--- START QUOTED TEXT ---

Tag team
- Members: Blackjack Mulligan Blackjack Lanza
- Billed heights: Mulligan: 6 ft 9 in (2.06 m) Lanza: 6 ft 5 in (1.96 m)
- Combined billed weight: 585 lb (265 kg; 41.8 st)
- Billed from: Texas
- Debut: 1971
- Disbanded: 1984

= The Blackjacks =

Professional wrestling tag team

The Blackjacks were a professional wrestling tag team consisting Blackjack Mulligan and Blackjack Lanza. After forming in the 1970s, they wrestled in a variety of professional wrestling promotions, including the American Wrestling Association (AWA) and World Wide Wrestling Federation (WWWF). They were inducted into the WWE Hall of Fame in 2006. Blackjack Bradshaw and Blackjack Windham briefly rebooted the idea in 1997.

--- END QUOTED TEXT ---
--- START LISTED RECORDS ---

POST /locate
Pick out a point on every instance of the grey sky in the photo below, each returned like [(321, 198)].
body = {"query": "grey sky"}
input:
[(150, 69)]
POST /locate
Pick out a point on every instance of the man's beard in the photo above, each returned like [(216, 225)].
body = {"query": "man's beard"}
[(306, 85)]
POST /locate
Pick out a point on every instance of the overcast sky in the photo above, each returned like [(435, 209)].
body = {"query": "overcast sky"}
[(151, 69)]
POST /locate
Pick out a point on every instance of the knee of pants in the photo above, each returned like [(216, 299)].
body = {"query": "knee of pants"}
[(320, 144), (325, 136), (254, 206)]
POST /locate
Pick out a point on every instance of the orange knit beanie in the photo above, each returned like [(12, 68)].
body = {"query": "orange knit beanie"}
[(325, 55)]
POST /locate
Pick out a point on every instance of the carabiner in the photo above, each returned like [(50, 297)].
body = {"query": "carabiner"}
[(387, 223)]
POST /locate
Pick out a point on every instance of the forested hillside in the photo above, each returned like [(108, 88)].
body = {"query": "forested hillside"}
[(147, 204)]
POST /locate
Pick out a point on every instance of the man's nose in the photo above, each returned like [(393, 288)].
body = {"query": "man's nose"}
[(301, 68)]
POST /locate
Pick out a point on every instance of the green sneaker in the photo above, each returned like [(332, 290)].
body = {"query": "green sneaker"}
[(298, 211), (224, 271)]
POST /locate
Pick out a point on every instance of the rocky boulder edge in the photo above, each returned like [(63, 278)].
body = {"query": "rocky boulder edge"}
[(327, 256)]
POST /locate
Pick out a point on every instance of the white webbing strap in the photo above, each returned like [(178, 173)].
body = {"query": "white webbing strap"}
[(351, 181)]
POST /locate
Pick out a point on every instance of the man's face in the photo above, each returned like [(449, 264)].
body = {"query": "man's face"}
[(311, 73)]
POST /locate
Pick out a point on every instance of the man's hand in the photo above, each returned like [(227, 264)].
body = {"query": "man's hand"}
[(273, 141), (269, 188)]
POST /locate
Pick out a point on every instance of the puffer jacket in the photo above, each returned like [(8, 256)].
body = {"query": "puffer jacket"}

--- END LISTED RECORDS ---

■ SHORT TASK A
According to the text on the Blackjacks, in what year was the tag team inducted into the WWE Hall of Fame?
■ SHORT TASK B
Write out the Blackjacks text from "The Blackjacks were" up to and including "idea in 1997.", swapping "rebooted" for "revived".

■ COMPLETE OUTPUT A
2006

■ COMPLETE OUTPUT B
The Blackjacks were a professional wrestling tag team consisting Blackjack Mulligan and Blackjack Lanza. After forming in the 1970s, they wrestled in a variety of professional wrestling promotions, including the American Wrestling Association (AWA) and World Wide Wrestling Federation (WWWF). They were inducted into the WWE Hall of Fame in 2006. Blackjack Bradshaw and Blackjack Windham briefly revived the idea in 1997.